# [REQUIRED TASK]
Copy the rows from the line containing "Annotation task — mark the orange" to the line containing "<point>46,779</point>", both included, keeping the requests, and add -87 to every coordinate in the answer points.

# [TASK MATERIAL]
____

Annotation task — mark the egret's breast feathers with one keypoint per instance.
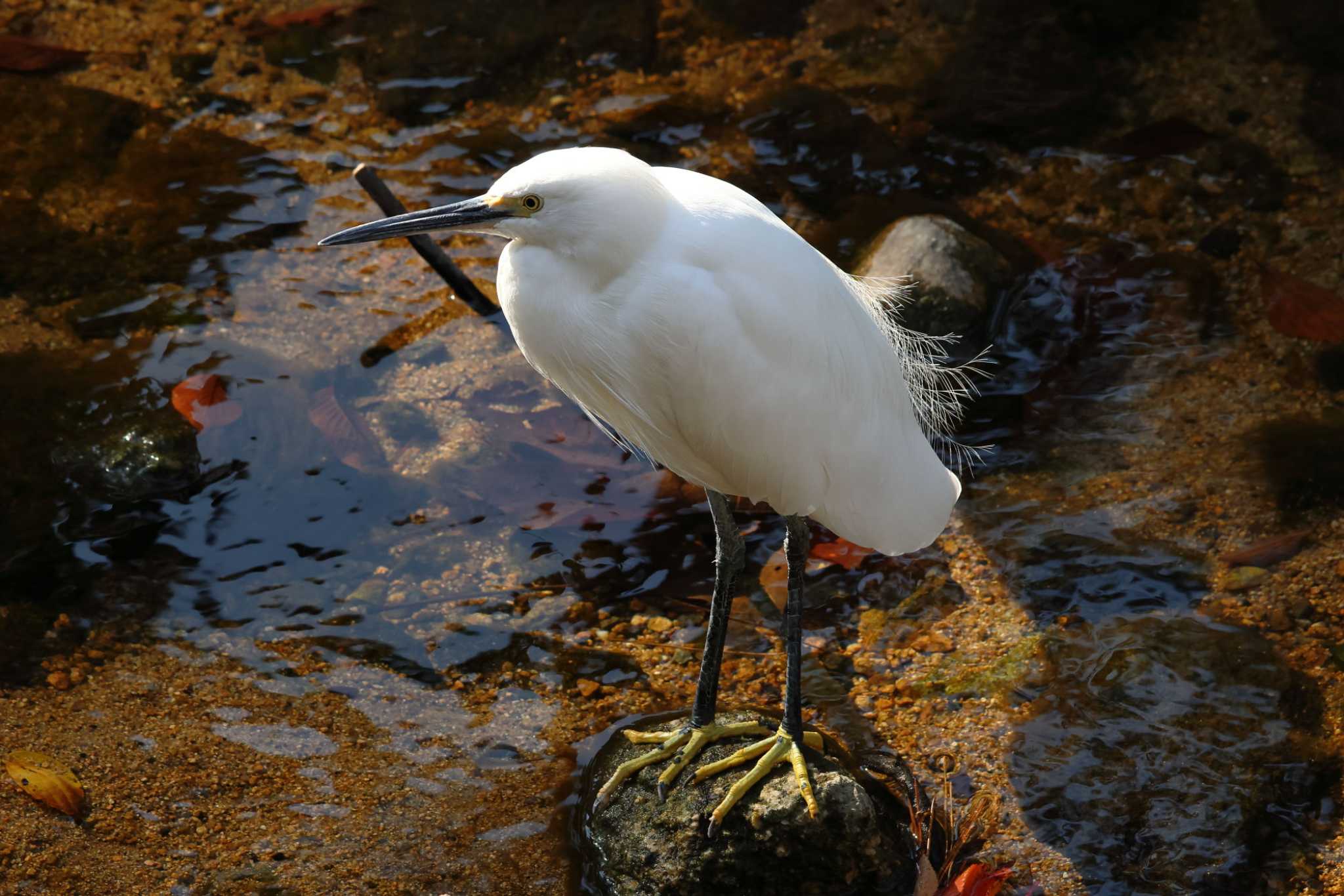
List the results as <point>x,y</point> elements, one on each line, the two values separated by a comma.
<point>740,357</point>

____

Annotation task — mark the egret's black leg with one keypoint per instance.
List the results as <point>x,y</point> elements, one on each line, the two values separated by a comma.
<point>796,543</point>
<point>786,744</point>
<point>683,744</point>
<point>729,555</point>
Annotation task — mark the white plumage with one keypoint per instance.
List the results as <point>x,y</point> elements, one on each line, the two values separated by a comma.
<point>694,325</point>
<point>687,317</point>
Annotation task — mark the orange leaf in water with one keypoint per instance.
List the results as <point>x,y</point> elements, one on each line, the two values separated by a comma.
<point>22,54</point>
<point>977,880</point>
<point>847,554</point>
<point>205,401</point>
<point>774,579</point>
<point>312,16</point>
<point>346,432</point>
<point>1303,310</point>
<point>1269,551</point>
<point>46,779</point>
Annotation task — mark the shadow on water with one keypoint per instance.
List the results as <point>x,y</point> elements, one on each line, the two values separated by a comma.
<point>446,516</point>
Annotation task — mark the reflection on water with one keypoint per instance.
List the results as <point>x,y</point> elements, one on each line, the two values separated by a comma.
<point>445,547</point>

____

# [SOLUTION BELOW]
Annotation task — mark the orange leaf in water with one keypoint per instance.
List the results as <point>x,y</point> elements, one on each line, the two values separated by a comma.
<point>-65,-33</point>
<point>890,793</point>
<point>760,467</point>
<point>118,314</point>
<point>687,492</point>
<point>225,-71</point>
<point>259,345</point>
<point>1216,223</point>
<point>1182,464</point>
<point>-41,692</point>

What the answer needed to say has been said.